• _EXTRACTED ENTRIES_:
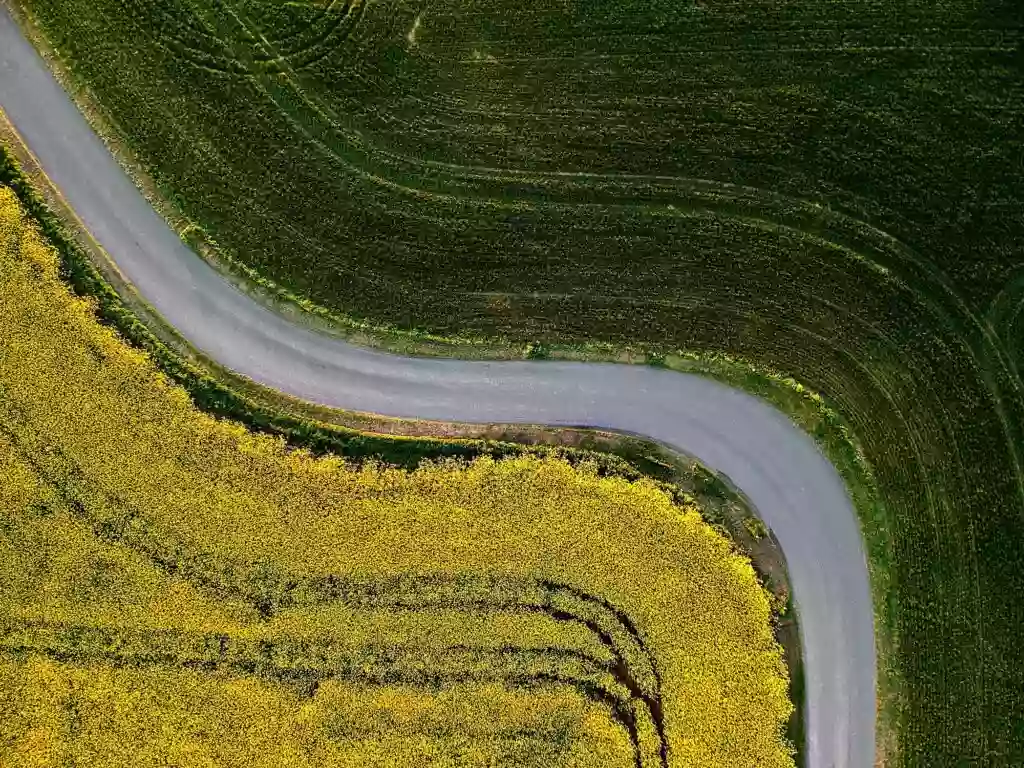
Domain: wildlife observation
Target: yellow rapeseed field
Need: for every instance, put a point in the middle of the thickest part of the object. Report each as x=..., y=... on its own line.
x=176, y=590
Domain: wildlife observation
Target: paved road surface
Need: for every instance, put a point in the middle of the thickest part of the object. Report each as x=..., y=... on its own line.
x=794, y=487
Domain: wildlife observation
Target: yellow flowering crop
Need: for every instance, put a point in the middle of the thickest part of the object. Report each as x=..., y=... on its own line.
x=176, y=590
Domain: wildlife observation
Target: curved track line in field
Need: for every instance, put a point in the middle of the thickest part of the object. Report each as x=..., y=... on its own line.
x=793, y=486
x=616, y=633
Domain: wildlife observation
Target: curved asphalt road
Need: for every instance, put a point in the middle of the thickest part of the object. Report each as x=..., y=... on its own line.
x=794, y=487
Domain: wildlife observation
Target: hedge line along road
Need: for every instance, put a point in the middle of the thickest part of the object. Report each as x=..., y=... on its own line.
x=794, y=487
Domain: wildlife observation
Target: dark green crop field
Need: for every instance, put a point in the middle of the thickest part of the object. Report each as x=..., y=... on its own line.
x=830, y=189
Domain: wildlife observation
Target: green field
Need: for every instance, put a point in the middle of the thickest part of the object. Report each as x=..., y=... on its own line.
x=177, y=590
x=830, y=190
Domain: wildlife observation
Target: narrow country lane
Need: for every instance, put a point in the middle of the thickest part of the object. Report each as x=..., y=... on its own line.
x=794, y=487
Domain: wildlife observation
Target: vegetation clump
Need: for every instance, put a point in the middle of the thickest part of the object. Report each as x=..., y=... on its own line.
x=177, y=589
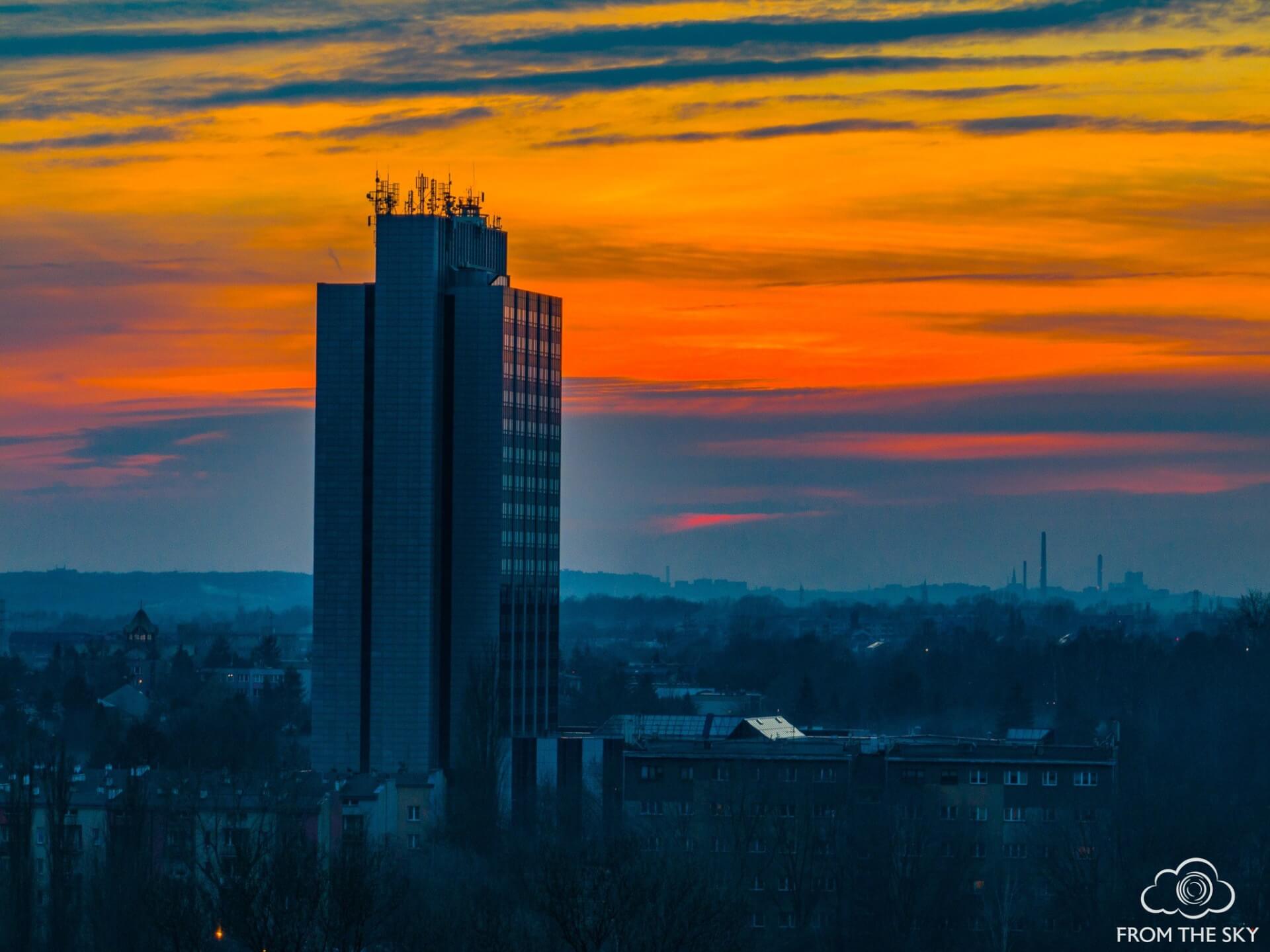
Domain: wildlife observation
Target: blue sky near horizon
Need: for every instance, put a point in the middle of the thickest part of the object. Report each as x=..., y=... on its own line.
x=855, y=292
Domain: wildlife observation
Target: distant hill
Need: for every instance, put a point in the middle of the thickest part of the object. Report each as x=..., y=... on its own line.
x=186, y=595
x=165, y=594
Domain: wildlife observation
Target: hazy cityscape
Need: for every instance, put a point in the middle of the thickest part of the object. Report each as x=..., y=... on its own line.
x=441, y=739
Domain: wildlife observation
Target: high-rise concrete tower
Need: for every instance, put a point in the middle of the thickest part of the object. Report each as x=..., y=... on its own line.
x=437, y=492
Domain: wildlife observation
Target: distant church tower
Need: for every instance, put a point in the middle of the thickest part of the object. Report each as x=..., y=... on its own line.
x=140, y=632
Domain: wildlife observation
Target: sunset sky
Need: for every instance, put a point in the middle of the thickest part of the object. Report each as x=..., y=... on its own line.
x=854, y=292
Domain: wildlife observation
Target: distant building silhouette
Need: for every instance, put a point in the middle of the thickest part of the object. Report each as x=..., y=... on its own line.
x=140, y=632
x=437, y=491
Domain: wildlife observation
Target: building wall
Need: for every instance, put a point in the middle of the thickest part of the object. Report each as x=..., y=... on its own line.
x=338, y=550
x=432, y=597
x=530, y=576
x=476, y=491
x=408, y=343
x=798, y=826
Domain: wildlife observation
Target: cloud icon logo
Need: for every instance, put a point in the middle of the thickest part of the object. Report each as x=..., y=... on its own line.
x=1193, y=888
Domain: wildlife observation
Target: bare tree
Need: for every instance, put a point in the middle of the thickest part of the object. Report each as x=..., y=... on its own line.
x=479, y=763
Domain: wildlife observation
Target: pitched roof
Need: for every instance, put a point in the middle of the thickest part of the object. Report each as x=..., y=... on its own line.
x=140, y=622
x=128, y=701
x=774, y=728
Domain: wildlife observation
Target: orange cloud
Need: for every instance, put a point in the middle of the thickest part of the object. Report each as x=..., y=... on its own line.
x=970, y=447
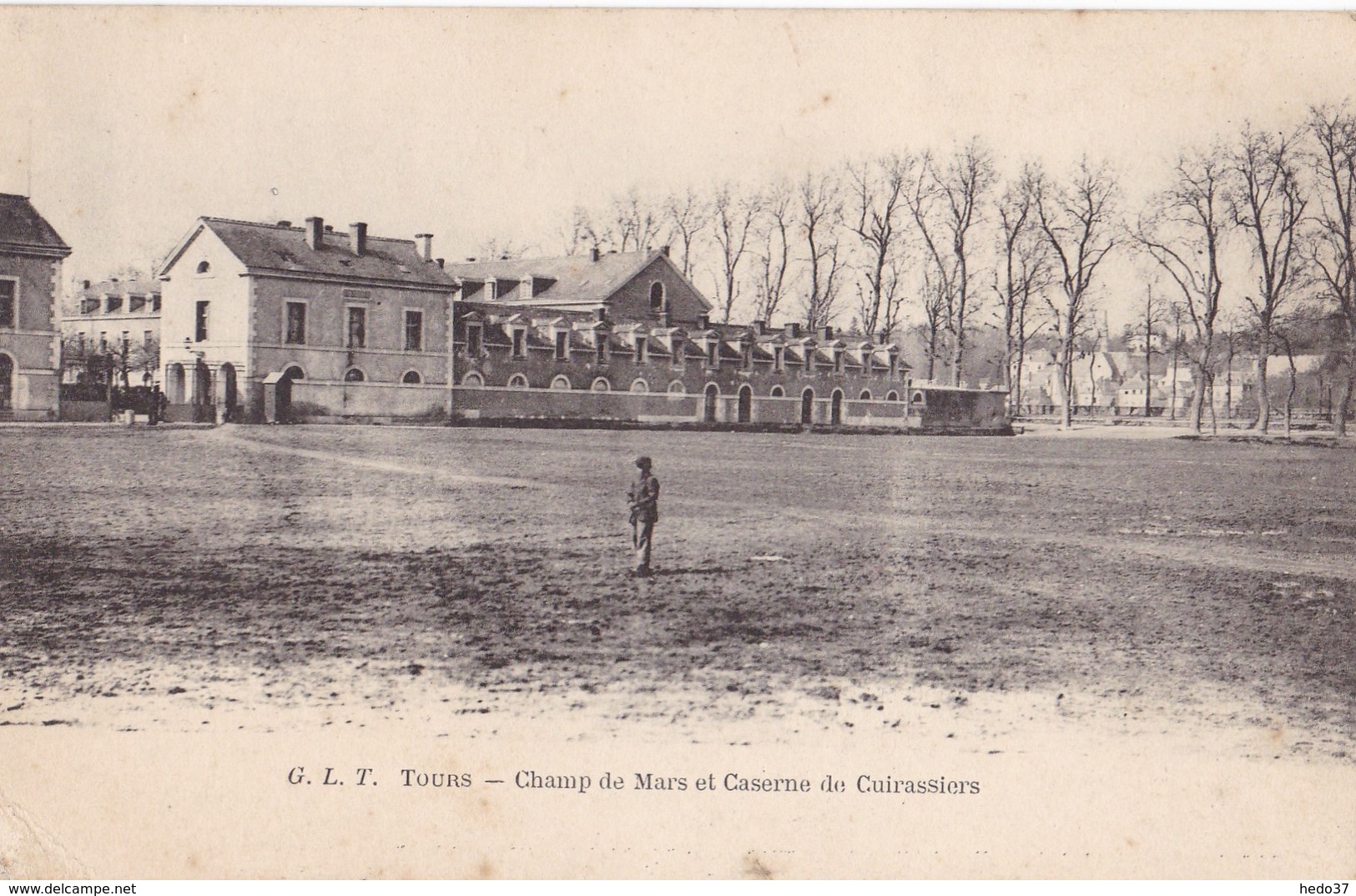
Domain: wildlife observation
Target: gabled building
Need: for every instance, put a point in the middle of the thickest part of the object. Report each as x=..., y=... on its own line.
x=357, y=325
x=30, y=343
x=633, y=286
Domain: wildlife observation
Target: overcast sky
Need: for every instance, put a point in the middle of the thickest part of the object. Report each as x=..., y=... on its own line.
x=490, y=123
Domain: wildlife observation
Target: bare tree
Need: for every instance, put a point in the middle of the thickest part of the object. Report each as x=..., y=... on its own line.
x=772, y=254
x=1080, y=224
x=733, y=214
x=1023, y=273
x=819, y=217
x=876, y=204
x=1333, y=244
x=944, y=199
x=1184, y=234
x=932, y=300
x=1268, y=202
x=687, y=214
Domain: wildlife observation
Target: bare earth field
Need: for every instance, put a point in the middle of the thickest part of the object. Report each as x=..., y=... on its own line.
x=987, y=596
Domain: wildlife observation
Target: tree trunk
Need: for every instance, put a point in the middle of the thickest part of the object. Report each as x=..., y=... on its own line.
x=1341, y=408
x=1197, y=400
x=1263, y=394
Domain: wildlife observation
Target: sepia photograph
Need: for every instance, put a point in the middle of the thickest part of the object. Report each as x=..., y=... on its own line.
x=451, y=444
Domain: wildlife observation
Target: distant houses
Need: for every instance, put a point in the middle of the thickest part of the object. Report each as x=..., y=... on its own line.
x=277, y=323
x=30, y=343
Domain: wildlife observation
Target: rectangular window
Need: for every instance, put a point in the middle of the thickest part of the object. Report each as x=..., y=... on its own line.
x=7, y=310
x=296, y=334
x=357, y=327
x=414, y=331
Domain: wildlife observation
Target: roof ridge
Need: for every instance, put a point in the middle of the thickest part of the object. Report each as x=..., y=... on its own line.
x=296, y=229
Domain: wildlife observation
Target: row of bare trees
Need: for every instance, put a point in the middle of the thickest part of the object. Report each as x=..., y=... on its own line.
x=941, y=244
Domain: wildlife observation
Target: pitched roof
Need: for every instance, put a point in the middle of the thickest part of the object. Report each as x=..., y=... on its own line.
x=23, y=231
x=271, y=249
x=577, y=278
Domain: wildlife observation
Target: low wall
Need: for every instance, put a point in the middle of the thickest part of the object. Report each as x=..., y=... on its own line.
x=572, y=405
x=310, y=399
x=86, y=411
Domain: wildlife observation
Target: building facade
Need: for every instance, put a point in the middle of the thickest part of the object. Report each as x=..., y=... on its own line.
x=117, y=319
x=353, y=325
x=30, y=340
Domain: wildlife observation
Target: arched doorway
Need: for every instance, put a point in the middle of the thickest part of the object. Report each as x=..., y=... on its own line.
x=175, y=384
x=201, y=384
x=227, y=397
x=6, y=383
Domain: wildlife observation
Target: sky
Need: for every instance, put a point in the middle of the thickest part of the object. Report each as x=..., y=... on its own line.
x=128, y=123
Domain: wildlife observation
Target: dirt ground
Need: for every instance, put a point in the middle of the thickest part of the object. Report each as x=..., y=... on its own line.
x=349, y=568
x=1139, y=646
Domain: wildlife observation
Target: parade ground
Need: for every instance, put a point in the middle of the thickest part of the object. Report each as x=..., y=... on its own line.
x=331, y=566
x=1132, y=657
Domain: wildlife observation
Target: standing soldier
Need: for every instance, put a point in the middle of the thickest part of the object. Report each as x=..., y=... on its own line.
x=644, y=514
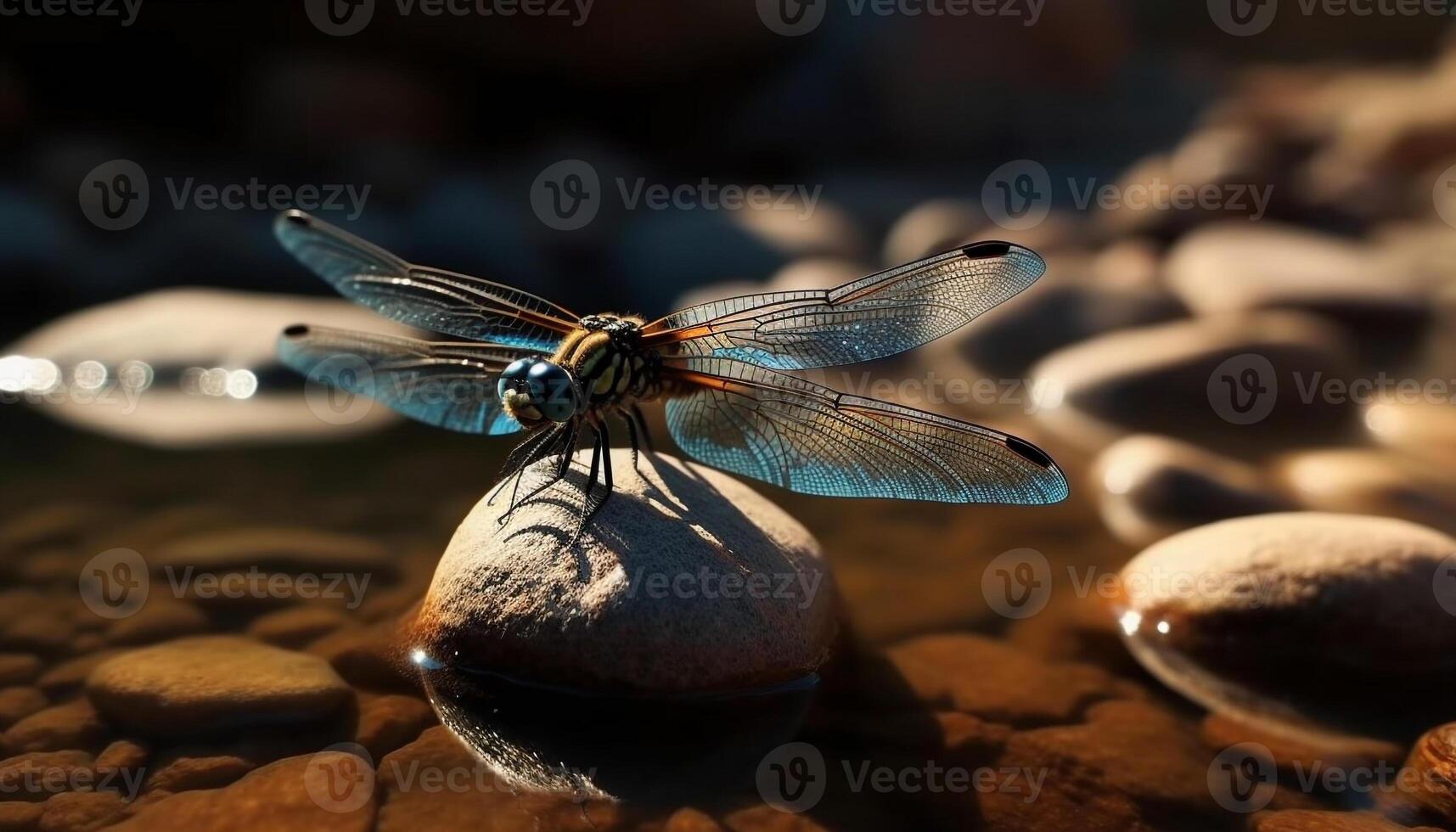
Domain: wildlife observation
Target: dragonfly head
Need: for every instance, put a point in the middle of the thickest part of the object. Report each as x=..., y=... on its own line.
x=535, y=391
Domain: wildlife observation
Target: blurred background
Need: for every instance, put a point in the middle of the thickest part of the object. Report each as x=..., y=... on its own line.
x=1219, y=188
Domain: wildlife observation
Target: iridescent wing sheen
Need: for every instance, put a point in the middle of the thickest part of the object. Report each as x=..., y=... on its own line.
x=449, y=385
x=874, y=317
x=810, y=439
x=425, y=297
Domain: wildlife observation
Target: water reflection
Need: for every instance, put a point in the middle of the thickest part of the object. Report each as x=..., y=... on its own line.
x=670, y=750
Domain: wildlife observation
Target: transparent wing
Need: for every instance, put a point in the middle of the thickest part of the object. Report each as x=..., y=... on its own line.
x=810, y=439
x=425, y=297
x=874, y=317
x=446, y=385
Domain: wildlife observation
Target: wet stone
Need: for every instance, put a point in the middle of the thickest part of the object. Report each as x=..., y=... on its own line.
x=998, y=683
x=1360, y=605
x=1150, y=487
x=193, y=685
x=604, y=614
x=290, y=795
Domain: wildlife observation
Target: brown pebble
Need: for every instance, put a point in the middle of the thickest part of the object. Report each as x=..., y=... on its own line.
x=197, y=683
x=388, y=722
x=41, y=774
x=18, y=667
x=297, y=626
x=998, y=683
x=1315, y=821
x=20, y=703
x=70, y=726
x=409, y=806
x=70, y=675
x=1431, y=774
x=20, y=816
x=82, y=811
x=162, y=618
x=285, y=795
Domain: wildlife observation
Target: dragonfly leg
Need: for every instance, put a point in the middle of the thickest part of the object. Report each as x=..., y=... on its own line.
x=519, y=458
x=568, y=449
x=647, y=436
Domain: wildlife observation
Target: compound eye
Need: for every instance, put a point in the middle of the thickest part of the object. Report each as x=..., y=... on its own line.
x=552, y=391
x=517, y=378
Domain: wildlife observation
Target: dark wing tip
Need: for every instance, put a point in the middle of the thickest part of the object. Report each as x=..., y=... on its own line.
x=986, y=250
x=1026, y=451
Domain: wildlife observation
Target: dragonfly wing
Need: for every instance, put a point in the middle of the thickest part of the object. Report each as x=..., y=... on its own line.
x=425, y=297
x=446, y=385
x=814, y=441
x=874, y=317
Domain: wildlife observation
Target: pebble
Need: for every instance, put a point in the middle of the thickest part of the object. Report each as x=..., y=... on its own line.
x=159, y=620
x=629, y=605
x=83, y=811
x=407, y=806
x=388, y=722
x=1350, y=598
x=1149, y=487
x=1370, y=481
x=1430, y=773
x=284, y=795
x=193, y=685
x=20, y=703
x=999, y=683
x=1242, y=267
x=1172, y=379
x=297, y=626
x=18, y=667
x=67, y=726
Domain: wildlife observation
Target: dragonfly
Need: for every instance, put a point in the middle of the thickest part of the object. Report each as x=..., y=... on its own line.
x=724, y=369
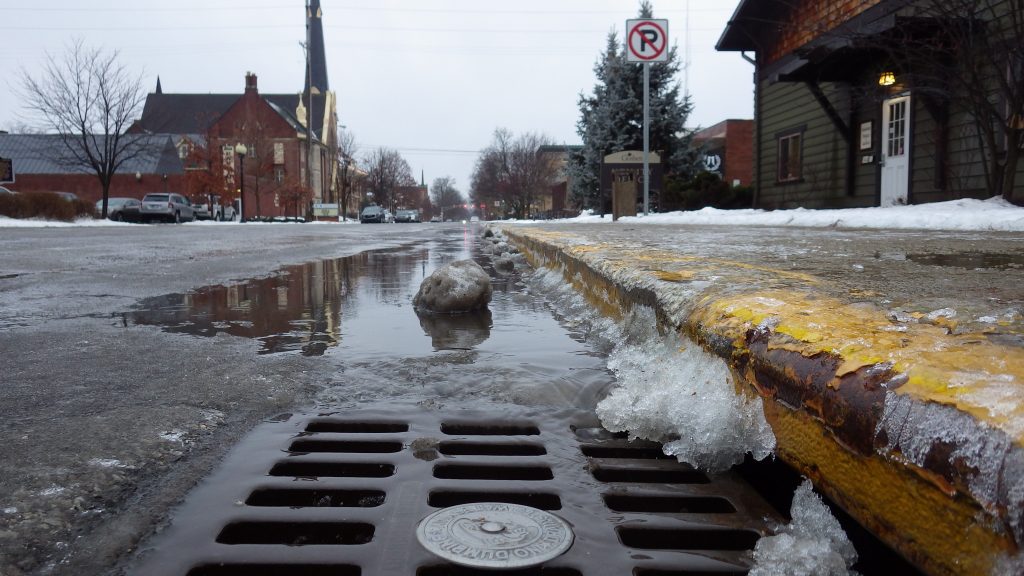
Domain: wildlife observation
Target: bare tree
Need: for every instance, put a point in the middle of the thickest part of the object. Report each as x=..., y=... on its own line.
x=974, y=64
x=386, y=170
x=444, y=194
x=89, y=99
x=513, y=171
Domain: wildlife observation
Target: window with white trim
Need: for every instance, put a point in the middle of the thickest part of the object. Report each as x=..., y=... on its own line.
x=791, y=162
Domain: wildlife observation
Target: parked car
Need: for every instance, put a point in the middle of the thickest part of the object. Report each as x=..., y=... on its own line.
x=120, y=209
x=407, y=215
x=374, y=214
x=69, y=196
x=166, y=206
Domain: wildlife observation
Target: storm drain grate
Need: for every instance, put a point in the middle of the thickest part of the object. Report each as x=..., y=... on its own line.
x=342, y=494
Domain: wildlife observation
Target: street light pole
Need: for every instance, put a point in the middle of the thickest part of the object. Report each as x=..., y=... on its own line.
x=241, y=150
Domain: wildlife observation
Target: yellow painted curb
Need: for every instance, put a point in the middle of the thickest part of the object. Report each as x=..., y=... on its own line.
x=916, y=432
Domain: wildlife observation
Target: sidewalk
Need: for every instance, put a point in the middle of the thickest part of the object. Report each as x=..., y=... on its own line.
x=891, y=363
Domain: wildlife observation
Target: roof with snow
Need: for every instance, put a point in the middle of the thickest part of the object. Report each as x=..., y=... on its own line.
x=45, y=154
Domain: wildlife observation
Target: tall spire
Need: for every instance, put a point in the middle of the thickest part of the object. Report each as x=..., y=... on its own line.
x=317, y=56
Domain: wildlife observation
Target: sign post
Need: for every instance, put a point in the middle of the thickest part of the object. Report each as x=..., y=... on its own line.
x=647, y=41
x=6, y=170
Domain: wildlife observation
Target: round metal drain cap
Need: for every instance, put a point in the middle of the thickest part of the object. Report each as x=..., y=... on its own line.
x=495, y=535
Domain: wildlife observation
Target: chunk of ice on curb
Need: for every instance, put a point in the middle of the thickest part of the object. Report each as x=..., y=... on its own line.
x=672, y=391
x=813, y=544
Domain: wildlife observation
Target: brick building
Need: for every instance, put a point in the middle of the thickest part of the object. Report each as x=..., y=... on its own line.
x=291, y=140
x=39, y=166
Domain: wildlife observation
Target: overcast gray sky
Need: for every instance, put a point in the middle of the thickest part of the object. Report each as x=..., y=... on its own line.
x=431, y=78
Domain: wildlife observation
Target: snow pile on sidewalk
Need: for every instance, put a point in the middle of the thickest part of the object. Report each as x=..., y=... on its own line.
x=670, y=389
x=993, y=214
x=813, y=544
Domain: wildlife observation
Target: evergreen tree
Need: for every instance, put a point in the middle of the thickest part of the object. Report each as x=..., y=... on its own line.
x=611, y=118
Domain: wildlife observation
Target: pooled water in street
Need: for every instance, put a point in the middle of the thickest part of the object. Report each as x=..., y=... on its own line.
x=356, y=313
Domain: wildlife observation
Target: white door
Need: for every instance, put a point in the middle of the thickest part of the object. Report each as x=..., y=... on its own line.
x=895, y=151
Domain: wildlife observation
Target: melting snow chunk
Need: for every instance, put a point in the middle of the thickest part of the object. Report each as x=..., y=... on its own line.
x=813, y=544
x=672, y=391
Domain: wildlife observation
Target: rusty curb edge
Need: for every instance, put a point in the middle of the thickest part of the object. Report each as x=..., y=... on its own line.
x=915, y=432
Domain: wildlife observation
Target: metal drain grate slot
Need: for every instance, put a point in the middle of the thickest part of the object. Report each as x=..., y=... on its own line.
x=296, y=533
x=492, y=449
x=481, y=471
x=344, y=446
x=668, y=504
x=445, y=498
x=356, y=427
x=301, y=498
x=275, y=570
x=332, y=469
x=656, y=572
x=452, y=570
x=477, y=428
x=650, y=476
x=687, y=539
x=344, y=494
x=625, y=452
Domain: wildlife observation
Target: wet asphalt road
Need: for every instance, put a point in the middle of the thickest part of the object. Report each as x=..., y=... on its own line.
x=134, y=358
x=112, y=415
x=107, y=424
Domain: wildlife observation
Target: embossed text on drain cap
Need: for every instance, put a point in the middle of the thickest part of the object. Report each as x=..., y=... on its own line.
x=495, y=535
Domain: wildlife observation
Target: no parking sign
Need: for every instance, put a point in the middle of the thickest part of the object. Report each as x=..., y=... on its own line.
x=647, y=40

• _REQUIREMENT_: Collect every line of the records that contains the word "metal" and list those lines.

• _SOLVED PROBLEM_:
Target: round metal drain cap
Target: metal drain grate slot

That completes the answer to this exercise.